* [What the exercise asks] Please give an exact transcription of the records shown below.
Provided records: Begin
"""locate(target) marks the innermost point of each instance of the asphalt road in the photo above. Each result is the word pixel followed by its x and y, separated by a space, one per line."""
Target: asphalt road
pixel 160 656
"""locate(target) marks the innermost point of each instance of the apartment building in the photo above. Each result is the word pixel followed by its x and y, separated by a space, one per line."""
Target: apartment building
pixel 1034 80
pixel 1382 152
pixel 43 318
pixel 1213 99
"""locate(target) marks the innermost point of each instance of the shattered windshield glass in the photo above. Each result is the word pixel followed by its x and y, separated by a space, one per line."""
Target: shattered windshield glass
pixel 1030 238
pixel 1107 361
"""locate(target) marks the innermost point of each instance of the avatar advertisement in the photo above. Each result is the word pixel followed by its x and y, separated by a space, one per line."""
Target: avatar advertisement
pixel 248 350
Provided records: End
* [Solution]
"""locate(target) marks the innermost point of each instance of the asphalt road in the photo above. Each result is the word pixel followed by its x and y, separated by a space, one per line."""
Target: asphalt road
pixel 160 656
"""locate(target) marks the innermost point of each instance of the apartment building in the photo above. Each result is the word pixel followed by its x and y, separated by a space, one per line."""
Target: apartment building
pixel 1034 80
pixel 1382 152
pixel 43 318
pixel 1213 99
"""locate(target) marks the innermost point of each instance of the shattered windshield glass in the photo above. Each result is the word pixel followed by its x and y, separated by a space, one per line."""
Target: shattered windshield glass
pixel 1030 238
pixel 1107 361
"""locate(target) marks the innermost point of each instance of the avatar advertisement in the photo above. Each result is the word pixel followed by its x and y, separated by a space, one per line."""
Target: avatar advertisement
pixel 248 350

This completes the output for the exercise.